> Work to do: Could you reproduce the data below word for word, starting at the line containing "Can you find the dark" and ending at the line containing "[[544, 279], [363, 508], [652, 423], [37, 323], [727, 296]]", with both of those lines included and nothing else?

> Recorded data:
..............................

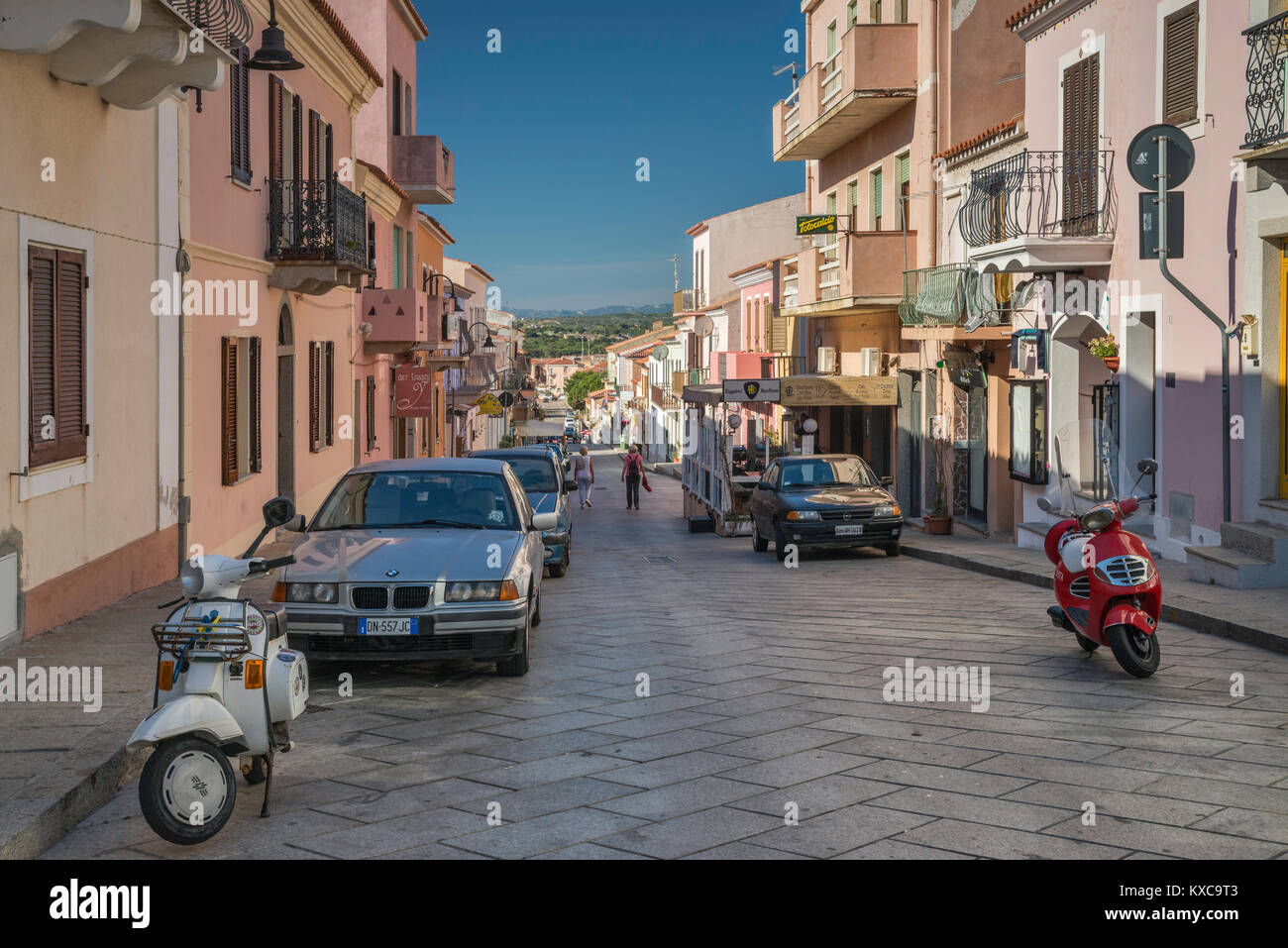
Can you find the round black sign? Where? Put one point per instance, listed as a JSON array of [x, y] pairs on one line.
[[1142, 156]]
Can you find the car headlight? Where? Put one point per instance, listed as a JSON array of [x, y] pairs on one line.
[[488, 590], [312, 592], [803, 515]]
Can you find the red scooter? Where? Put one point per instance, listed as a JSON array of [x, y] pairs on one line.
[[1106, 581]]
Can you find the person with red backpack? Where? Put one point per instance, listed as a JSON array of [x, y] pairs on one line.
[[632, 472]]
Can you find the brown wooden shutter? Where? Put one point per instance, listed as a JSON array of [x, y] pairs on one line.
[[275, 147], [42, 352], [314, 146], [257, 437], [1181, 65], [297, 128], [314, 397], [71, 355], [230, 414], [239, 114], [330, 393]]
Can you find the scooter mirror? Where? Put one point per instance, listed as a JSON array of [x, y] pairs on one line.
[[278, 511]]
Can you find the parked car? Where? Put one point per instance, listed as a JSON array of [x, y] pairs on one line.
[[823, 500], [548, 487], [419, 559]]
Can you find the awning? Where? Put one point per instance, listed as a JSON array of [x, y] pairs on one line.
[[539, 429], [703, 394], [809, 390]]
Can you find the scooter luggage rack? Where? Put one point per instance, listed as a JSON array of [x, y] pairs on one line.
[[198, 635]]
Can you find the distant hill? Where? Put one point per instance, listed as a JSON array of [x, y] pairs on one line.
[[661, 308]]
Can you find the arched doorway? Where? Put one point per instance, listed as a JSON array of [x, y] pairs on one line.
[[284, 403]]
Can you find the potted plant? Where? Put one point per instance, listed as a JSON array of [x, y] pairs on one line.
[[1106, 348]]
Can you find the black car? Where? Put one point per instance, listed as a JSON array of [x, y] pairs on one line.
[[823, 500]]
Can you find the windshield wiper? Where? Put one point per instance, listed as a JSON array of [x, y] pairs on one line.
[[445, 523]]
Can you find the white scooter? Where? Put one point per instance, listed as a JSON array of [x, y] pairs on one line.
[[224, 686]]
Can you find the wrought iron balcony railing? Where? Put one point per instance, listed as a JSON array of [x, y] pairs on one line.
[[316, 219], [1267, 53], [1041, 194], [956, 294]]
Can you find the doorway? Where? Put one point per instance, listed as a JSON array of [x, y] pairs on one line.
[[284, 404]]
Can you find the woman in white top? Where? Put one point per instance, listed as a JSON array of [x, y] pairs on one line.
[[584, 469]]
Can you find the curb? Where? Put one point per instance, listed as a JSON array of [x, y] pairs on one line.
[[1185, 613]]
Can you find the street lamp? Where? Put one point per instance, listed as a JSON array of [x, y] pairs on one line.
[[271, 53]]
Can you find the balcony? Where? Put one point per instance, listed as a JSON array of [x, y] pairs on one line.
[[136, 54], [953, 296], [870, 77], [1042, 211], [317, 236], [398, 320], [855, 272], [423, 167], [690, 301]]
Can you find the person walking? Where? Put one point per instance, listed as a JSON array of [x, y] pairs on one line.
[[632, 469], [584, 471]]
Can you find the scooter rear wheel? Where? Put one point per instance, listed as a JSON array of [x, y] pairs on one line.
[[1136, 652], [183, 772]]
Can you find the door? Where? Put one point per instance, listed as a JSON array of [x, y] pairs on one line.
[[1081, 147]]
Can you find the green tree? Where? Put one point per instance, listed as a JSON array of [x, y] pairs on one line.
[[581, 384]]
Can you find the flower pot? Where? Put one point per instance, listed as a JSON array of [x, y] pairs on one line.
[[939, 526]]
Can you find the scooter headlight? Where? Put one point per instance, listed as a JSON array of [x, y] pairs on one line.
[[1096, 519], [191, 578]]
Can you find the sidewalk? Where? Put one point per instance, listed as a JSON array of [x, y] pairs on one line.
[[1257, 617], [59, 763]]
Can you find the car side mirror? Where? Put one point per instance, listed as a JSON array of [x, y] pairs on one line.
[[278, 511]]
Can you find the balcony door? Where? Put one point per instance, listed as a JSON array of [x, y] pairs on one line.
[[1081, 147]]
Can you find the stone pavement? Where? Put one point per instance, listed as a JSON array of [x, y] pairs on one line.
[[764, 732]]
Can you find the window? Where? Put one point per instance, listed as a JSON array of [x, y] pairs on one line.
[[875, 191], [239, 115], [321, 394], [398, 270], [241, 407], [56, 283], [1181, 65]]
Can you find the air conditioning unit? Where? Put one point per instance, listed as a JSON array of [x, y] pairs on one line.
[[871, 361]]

..............................

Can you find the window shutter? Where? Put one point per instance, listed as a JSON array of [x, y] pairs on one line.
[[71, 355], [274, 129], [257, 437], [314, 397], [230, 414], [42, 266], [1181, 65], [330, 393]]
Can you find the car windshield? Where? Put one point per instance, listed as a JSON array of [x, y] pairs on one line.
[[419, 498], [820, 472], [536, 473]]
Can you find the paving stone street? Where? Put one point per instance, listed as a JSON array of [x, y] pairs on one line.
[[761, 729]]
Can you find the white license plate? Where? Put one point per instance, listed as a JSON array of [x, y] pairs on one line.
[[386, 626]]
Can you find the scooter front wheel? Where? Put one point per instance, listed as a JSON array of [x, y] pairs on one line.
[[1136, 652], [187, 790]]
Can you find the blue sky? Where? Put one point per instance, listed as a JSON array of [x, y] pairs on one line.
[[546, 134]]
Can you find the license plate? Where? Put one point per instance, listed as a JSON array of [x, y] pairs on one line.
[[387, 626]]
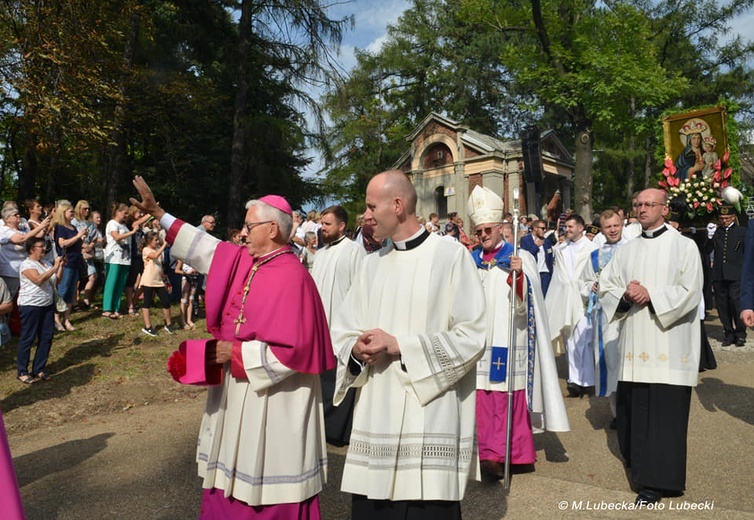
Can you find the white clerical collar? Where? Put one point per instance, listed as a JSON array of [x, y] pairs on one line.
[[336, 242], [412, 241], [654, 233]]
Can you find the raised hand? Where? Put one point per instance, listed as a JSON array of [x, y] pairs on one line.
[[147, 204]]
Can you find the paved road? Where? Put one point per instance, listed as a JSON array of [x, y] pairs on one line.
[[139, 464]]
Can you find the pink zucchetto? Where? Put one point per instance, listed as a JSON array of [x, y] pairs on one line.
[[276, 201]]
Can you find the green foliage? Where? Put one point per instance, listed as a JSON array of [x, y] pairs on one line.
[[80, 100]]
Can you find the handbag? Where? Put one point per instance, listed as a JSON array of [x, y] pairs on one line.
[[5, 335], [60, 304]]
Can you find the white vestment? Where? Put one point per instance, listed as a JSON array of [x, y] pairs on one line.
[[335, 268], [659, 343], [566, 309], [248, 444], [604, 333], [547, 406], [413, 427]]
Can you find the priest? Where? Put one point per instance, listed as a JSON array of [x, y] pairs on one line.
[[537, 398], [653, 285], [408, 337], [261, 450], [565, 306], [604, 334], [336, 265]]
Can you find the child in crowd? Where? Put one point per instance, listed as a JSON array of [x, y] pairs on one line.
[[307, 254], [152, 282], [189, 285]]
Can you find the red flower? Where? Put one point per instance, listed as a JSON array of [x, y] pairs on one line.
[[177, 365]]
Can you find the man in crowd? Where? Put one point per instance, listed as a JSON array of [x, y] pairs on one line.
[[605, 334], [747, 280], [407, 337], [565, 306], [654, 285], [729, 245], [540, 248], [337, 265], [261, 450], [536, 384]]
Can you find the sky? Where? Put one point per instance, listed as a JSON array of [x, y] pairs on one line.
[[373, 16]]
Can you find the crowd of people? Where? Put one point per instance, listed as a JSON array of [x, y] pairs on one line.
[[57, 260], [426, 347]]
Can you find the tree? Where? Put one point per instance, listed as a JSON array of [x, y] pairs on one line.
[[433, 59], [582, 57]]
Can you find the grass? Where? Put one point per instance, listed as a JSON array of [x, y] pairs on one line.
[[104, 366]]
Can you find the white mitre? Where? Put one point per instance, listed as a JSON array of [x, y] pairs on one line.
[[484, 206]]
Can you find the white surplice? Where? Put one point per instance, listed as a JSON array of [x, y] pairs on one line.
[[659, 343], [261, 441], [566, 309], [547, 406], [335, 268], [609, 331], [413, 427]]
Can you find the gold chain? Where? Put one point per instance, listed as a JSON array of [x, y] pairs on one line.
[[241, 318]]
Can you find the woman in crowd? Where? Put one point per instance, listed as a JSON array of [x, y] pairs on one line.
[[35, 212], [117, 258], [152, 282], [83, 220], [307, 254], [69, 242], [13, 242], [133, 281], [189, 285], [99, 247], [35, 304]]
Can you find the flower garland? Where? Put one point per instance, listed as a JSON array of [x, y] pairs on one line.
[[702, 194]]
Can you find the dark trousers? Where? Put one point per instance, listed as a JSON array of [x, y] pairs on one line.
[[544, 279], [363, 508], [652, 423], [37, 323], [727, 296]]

..............................

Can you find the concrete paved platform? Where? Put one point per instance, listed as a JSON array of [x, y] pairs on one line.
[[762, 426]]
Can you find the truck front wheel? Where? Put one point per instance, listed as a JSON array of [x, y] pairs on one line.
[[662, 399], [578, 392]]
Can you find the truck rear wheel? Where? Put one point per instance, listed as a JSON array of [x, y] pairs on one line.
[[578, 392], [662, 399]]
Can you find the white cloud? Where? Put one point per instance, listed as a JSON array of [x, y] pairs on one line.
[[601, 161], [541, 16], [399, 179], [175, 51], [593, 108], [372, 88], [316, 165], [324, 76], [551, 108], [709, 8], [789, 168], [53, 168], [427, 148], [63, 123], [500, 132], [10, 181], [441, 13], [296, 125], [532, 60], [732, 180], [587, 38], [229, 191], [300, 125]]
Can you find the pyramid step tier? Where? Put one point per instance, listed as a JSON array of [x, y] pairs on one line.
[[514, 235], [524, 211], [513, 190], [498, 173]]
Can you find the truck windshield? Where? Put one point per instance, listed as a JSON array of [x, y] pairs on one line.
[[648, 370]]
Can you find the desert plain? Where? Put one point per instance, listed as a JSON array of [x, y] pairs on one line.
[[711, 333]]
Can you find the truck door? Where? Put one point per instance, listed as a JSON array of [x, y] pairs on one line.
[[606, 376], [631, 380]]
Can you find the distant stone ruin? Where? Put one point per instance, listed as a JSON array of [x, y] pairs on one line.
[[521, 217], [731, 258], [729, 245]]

..............................

> Written solution:
Can you find the dark trousers? Where? Put one point per instance, listed as a JSON array of [x, y] pairs on one line.
[[544, 279], [363, 508], [652, 423], [37, 323], [727, 296]]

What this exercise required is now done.